WRITTEN INSTRUCTION
Quote the lines of the material below, from the line containing "[Batch spec] Target class: soil" down to the line containing "[[0, 0, 900, 675]]", including both of those lines.

PROVIDED DATA
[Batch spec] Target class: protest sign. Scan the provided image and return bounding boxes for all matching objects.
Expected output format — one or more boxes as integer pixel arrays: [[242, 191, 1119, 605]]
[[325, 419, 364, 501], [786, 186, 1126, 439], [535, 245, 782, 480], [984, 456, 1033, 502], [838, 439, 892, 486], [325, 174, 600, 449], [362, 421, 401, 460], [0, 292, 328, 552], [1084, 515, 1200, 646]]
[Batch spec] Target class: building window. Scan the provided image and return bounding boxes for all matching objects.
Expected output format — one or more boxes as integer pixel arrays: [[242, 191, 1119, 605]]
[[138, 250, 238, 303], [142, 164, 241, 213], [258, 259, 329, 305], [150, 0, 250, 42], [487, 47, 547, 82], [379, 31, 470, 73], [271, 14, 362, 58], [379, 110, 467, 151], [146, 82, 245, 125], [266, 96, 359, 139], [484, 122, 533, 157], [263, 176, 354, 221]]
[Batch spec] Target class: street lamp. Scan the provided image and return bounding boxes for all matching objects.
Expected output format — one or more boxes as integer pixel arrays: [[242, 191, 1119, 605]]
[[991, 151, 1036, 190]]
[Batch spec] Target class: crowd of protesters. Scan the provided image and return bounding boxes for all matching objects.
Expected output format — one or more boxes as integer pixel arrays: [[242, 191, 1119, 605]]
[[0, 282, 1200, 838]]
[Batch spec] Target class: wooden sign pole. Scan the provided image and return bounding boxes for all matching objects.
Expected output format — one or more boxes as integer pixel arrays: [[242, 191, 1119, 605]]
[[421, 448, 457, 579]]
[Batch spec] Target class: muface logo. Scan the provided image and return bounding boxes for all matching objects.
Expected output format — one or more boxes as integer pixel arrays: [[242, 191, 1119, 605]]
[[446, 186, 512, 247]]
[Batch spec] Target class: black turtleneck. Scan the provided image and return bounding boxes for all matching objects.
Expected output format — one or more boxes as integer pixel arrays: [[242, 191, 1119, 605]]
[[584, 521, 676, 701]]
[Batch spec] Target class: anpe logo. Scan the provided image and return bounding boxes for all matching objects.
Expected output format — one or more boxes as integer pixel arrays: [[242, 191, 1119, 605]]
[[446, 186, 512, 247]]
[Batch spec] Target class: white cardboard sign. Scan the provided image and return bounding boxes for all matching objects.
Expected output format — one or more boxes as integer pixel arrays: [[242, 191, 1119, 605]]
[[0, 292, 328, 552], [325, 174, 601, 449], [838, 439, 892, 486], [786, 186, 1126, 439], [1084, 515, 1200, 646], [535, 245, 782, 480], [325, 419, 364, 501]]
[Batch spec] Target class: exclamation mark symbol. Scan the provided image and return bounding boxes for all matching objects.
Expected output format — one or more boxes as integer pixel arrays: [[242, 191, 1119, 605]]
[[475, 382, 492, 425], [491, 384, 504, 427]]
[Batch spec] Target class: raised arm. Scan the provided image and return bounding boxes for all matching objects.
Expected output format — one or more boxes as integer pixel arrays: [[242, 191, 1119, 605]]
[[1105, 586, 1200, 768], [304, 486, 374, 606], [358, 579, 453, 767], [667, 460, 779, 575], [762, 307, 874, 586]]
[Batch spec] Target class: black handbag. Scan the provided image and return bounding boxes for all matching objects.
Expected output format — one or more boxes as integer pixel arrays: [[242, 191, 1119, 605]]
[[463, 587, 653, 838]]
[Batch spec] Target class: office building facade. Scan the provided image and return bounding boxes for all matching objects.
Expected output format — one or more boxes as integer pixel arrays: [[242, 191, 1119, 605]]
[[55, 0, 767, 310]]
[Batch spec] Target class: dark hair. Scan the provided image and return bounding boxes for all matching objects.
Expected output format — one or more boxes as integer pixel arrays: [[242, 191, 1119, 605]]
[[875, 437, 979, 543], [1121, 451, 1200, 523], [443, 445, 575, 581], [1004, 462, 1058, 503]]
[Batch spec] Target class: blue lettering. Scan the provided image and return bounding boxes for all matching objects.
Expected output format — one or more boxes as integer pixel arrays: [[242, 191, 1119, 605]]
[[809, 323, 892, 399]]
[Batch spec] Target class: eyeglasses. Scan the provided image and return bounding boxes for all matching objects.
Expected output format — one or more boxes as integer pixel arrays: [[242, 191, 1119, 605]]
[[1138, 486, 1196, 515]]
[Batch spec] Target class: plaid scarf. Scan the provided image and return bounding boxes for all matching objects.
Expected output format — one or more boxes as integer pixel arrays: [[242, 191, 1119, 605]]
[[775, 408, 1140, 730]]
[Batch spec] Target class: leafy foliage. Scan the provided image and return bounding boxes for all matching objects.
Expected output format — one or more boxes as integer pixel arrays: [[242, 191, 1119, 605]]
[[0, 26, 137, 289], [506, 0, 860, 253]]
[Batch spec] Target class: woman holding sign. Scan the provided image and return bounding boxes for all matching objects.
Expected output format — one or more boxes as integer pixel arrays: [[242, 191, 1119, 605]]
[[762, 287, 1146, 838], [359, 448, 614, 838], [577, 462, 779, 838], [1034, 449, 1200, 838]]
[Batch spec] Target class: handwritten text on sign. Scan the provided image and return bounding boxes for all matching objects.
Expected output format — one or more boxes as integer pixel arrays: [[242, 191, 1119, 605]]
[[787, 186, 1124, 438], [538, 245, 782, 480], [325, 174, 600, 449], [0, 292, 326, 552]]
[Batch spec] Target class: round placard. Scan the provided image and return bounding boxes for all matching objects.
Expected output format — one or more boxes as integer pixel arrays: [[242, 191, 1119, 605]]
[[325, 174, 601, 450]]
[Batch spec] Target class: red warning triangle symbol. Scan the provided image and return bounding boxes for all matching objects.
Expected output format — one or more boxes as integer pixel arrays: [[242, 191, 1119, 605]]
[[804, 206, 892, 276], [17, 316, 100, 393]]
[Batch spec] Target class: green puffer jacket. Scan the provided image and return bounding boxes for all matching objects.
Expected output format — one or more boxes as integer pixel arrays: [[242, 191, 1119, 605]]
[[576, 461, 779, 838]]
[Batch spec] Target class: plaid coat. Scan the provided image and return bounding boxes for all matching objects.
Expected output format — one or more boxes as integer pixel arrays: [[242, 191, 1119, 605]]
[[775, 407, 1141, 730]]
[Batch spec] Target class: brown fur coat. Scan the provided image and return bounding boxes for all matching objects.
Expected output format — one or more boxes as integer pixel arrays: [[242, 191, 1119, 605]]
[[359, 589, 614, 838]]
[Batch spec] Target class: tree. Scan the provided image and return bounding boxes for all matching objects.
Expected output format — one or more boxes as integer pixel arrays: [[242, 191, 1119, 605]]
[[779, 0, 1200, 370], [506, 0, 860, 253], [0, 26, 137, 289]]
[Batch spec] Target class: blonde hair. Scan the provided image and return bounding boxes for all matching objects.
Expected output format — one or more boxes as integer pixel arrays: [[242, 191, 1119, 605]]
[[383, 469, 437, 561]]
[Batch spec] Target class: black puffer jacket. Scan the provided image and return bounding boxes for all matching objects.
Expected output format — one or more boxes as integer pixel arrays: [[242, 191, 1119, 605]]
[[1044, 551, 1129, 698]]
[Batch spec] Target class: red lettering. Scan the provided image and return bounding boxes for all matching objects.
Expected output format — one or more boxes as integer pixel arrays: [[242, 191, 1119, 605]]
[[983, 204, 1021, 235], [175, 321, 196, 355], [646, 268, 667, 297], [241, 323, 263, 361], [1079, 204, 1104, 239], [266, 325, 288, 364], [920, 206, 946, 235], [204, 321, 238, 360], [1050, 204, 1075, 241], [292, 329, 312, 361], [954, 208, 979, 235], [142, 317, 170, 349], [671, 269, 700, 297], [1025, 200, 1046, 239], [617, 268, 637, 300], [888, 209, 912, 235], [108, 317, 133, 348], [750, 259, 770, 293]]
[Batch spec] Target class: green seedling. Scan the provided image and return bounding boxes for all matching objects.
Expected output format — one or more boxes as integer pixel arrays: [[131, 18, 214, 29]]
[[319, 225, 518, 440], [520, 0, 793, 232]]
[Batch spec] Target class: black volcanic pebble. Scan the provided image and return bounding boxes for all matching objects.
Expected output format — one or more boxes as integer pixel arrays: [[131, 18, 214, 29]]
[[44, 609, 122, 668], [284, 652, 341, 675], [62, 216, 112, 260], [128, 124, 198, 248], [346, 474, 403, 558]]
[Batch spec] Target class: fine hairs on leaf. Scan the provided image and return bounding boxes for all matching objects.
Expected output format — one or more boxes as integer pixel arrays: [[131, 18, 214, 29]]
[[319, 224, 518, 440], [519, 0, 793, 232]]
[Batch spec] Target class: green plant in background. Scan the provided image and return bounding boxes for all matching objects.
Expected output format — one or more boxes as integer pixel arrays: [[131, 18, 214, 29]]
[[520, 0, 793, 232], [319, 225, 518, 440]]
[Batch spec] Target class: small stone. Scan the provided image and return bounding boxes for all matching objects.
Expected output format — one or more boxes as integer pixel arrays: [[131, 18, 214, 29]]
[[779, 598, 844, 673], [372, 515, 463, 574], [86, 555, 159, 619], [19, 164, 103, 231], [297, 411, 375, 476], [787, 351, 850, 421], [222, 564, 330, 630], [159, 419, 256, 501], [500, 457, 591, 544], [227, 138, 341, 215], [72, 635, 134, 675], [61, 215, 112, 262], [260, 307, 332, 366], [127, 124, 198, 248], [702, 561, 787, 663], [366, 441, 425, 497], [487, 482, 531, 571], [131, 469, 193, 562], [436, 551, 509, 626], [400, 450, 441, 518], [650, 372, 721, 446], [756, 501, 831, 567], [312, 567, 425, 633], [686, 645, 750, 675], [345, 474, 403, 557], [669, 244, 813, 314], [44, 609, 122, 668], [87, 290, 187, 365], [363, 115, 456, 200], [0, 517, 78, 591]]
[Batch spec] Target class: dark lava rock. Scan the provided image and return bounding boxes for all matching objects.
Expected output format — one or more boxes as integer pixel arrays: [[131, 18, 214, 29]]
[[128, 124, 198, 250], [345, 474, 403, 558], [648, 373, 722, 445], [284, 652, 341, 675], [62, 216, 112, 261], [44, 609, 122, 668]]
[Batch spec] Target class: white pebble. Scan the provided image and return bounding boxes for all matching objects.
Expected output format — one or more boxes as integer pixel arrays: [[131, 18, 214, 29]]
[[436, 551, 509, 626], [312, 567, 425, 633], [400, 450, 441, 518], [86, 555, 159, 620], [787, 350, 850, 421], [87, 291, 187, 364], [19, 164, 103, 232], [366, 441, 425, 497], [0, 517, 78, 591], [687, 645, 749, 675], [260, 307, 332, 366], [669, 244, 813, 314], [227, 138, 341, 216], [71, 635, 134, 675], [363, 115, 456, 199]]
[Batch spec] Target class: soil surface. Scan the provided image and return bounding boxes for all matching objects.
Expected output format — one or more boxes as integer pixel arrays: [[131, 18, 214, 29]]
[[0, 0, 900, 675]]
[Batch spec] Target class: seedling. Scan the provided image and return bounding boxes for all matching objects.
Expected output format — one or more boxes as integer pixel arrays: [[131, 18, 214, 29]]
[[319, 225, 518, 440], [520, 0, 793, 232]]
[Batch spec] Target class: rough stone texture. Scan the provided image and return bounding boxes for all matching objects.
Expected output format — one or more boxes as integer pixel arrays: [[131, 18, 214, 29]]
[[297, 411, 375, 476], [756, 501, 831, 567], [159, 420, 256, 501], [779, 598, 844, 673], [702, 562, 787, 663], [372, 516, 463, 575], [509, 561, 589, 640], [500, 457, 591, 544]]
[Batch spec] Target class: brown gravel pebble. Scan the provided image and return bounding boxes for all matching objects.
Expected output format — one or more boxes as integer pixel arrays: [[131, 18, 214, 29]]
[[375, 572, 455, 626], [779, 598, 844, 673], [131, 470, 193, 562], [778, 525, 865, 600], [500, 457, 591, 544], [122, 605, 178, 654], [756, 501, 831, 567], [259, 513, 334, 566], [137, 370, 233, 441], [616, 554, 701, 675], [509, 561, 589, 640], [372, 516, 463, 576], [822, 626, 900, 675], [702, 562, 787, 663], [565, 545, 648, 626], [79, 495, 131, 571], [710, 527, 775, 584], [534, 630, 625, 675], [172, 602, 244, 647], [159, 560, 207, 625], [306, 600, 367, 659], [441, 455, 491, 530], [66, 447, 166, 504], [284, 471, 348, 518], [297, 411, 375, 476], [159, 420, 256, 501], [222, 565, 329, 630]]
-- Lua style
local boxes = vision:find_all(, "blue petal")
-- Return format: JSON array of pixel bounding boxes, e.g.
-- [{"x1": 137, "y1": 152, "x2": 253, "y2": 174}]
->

RESULT
[Batch spec] Target class: soil surface. Scan the provided image and return bounding boxes for all matching objects.
Expected output format — one or more boxes as integer pixel arrays: [[131, 18, 214, 29]]
[[0, 0, 900, 675]]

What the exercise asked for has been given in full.